Should school secretaries have more power in the education system?

Unlike teachers, school secretaries have precious little power in a system in which power talks and those without it must do without, writes Michael Clifford

Should school secretaries have more power in the education system?

Unlike teachers, school secretaries have precious little power in a system in which power talks and those without it must do without, writes Michael Clifford.

Moves were announced this week to address the kind of inequality that raised its head in the recent recession. Public servants who were employed on lesser terms and conditions since 2011 are to be accelerated towards pay parity.

Around 35,000 staff across the public sector will benefit from the proposals. This will mean an increase in salary of up to €3,000 for the teachers, nurses and others hired since 2011.

Pay inequality since 2011 has, in recent years, become a hot political topic. Various unions have made strong running on it.

The same unions turned the other way when the inequality was introduced, but everybody was looking out for their nearest and dearest when skin and hair were flying in those days.

Industrial unrest over the festering issue was a real possibility. So the Minister for Finance Pascal Donohoe acted fast lest anything interfere with his party’s chances of re-election. The whole affair has shown the pressure that can be brought to bear over a perceived injustice when groups are organised and committed.

Among the groups involved here are teachers. Their unions don’t believe the new measures go far enough, so Mr Donohoe has not yet saved the day.

There is another group in the service of the public, who work shoulder to shoulder with teachers, for whom this week’s news brings absolutely no comfort in relation to the inequality they suffer.

Unlike teachers, school secretaries are not in a position to bring any leverage to bear on the Government.

Unlike teachers, secretaries have precious little power in a system in which power talks and those without it must do without.

• [DATA EXCERPT]
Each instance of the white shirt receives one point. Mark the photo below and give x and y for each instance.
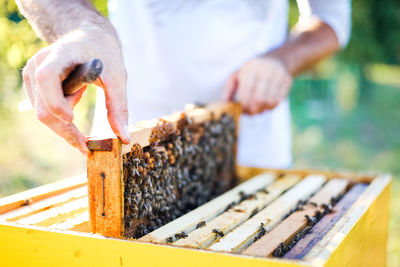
(182, 51)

• [AIM]
Answer these questions from the school secretaries piece, one per line:
1. About how many public sector staff will benefit from the pay proposals?
2. Who is named as Minister for Finance?
3. Which group is described as not in a position to bring any leverage to bear on the Government?
Rely only on the school secretaries piece for your answers.

• [WRITTEN REPLY]
1. Around 35,000
2. Pascal Donohoe
3. School secretaries